[DATA SUPPLIED]
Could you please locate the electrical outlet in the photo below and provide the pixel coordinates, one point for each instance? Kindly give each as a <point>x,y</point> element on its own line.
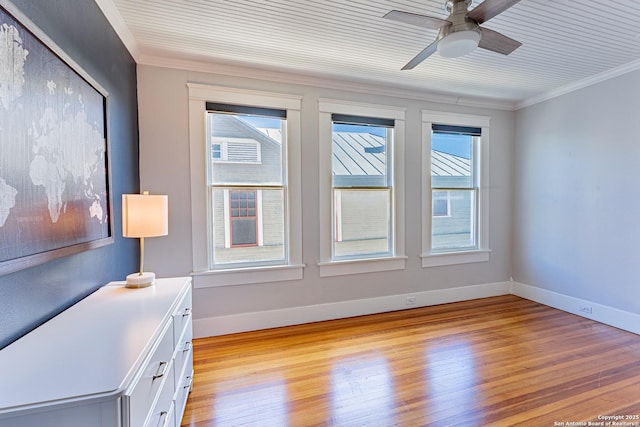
<point>586,309</point>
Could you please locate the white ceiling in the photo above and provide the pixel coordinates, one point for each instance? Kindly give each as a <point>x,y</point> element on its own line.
<point>566,44</point>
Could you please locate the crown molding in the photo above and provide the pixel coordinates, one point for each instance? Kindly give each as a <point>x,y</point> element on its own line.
<point>117,22</point>
<point>581,84</point>
<point>320,81</point>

[AIM OF THE TASK] Copy the records word for word, starting at the line that contains "Could you please locate the crown" and ending with the last line of the records.

[TASK SOLUTION]
Could you please locate the crown molding in the photo above and provide the pixel coordinates, one point for each instance? Kindly give each as a <point>x,y</point> element on its own line.
<point>117,22</point>
<point>581,84</point>
<point>320,81</point>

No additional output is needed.